> **Given request**
Starting with the line that contains "For the evaluation set, tag every instance of the striped" and continuing through the end of the items below, present each line as a Markdown table with the columns "Row" and "Line." Omit blank lines.

> **Items for pointing and labeling**
BEGIN
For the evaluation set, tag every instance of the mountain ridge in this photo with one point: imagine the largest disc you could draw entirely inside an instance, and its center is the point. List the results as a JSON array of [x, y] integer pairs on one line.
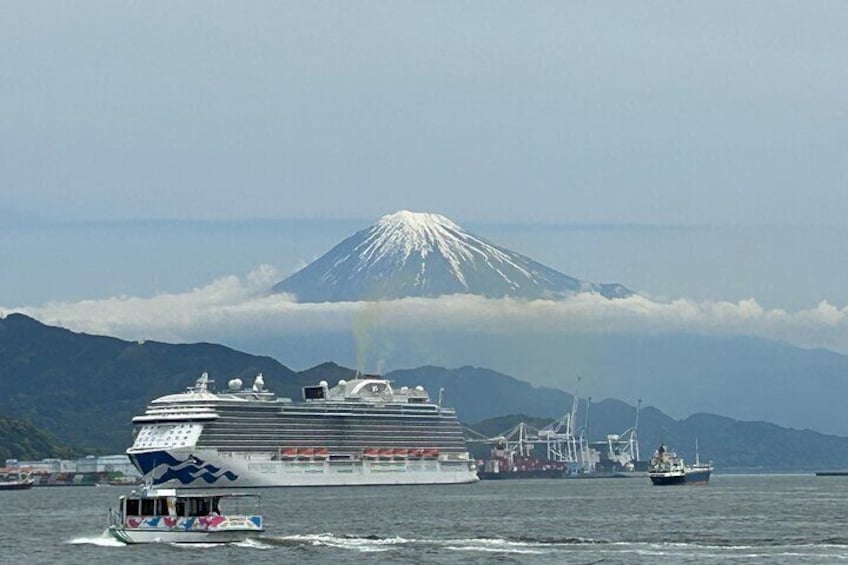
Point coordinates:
[[85, 390], [409, 254]]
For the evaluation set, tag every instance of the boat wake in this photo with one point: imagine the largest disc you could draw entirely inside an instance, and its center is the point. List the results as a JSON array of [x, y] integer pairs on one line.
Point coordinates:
[[376, 544], [103, 540]]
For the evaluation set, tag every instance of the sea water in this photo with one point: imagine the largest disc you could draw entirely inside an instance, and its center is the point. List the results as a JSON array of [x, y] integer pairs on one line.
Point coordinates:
[[734, 519]]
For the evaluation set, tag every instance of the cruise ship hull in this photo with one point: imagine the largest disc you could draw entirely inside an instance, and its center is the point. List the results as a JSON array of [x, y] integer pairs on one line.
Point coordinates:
[[205, 468]]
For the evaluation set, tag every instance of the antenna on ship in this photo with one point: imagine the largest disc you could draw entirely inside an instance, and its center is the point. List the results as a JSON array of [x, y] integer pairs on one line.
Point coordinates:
[[697, 457], [634, 441]]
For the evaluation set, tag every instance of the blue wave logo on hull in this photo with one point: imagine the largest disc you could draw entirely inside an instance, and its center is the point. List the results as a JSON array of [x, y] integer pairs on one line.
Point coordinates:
[[185, 471]]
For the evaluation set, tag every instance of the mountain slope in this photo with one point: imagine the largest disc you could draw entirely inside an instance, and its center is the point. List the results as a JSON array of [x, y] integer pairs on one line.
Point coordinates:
[[415, 254], [85, 390]]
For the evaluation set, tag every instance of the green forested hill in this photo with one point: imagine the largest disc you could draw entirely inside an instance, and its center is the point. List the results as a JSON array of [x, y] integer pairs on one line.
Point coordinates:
[[23, 441], [85, 389]]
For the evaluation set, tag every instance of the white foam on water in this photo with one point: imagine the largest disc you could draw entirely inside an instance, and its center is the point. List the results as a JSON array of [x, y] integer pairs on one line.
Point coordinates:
[[359, 544], [253, 544], [103, 540]]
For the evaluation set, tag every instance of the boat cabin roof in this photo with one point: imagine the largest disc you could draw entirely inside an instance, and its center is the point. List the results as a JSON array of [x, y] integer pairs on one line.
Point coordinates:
[[174, 493]]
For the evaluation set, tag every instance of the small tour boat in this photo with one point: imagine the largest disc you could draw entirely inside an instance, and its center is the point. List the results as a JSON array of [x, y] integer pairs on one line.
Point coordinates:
[[14, 479], [170, 516]]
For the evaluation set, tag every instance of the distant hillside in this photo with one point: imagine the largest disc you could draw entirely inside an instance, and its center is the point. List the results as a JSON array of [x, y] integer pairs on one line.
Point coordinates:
[[482, 397], [85, 389], [23, 441]]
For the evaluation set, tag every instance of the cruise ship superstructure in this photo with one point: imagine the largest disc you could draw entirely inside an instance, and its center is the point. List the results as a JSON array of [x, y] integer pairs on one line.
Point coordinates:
[[359, 432]]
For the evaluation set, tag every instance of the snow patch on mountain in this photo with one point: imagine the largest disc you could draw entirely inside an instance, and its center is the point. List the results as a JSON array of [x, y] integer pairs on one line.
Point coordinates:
[[423, 254]]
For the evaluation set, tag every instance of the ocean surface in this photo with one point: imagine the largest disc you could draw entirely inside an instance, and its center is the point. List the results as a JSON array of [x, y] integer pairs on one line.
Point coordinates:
[[734, 519]]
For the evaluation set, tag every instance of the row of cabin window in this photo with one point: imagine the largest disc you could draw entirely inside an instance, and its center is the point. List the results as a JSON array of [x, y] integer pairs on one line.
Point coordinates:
[[160, 507]]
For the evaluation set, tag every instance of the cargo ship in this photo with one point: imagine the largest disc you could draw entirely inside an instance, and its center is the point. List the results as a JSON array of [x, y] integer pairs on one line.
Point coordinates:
[[358, 432], [667, 468]]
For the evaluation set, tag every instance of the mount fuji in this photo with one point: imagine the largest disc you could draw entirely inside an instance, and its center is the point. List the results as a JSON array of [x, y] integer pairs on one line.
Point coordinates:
[[408, 254]]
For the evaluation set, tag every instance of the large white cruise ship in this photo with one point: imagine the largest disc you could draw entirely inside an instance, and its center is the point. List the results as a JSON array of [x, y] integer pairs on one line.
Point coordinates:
[[358, 432]]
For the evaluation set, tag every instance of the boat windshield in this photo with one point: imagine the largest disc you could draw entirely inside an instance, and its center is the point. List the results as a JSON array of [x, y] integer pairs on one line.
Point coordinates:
[[192, 505]]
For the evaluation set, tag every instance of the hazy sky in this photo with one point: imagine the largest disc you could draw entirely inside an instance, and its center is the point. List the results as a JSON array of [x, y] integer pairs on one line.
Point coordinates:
[[696, 152], [588, 112]]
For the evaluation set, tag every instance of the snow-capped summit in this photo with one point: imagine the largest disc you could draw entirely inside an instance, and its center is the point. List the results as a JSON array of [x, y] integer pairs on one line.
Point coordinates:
[[419, 254]]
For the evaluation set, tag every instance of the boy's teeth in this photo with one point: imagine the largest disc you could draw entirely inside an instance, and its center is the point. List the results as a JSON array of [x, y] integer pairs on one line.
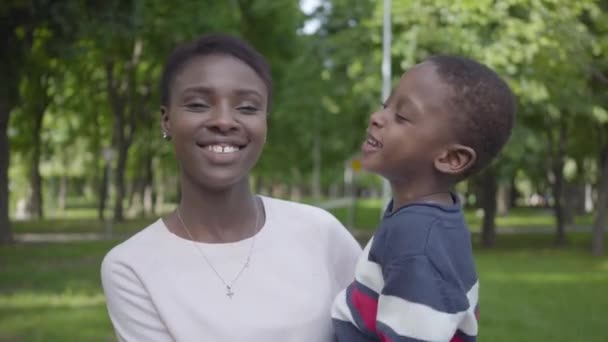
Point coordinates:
[[222, 148]]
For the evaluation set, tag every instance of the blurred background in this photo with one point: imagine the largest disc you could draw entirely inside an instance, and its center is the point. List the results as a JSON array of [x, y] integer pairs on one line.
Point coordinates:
[[79, 118]]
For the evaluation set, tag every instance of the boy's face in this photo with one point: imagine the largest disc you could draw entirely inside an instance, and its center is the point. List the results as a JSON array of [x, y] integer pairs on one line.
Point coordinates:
[[407, 135]]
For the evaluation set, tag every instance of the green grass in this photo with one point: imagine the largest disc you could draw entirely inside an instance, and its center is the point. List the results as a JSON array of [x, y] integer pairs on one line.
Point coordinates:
[[52, 292], [80, 219], [529, 291], [367, 216]]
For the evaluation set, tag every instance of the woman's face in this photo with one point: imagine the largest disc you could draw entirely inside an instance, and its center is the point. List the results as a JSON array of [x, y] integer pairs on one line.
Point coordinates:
[[216, 117]]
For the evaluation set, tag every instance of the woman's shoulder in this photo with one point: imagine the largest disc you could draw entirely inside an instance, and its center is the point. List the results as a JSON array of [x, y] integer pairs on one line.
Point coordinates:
[[302, 212], [137, 247]]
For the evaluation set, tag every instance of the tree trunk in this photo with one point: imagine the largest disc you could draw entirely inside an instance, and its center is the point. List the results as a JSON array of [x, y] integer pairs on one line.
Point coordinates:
[[119, 179], [103, 191], [35, 204], [599, 222], [316, 160], [513, 194], [489, 190], [558, 185], [6, 235], [147, 188], [502, 198], [63, 192]]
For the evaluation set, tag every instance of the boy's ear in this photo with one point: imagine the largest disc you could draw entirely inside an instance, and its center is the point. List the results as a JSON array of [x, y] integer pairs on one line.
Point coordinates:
[[455, 160]]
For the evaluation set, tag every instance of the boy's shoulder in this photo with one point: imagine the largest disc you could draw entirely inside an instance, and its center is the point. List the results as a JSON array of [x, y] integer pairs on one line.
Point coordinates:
[[419, 229]]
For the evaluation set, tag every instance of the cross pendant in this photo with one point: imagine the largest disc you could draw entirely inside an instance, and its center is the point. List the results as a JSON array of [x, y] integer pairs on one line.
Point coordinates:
[[229, 292]]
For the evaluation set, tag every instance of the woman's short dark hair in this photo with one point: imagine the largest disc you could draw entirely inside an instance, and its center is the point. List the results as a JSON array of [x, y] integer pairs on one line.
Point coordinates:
[[213, 44]]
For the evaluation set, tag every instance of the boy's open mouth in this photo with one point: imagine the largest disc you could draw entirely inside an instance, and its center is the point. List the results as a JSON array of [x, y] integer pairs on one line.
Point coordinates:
[[372, 141]]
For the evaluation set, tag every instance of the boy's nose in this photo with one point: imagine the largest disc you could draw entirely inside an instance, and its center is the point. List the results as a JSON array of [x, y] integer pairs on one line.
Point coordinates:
[[376, 119]]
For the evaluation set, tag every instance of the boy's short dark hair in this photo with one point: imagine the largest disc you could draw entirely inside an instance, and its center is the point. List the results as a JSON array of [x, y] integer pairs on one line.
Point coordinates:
[[483, 104], [218, 43]]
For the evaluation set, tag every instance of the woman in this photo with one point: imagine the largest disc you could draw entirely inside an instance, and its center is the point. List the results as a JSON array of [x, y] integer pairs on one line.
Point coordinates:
[[227, 265]]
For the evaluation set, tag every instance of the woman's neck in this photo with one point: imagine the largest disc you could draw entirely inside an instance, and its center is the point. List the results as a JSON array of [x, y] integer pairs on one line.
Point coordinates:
[[219, 215]]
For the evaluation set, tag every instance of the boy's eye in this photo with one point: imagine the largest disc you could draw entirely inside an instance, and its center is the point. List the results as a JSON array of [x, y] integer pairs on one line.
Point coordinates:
[[197, 106], [400, 118], [247, 109]]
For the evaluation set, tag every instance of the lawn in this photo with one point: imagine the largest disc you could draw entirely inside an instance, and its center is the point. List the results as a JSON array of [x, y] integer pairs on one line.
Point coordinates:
[[529, 292], [367, 214]]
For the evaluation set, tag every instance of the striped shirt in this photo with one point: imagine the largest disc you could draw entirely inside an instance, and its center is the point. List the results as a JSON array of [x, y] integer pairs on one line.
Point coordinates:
[[415, 280]]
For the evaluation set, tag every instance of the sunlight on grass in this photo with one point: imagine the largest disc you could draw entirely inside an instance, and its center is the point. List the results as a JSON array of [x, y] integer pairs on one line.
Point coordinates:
[[546, 278], [32, 300]]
END
> **Result of the task**
| Row | Line |
|---|---|
| 1 | For the evaluation set, tag every instance of the striped shirt in this photo with one point: imagine the largest disc you could draw entirely inside an instance, and its center is the point. List the results as a JSON array of [x, y] integer pairs on one line. |
| 2 | Point coordinates: |
| 3 | [[415, 280]] |
| 4 | For the evaluation set, tag every instance of the sunlight on grass in this photo with one point: imagine the largest disc you could draw entirely inside an instance, and its center is the point. List the results as a JSON array of [x, y] integer pairs on one line. |
| 5 | Point coordinates: |
| 6 | [[546, 278], [32, 300]] |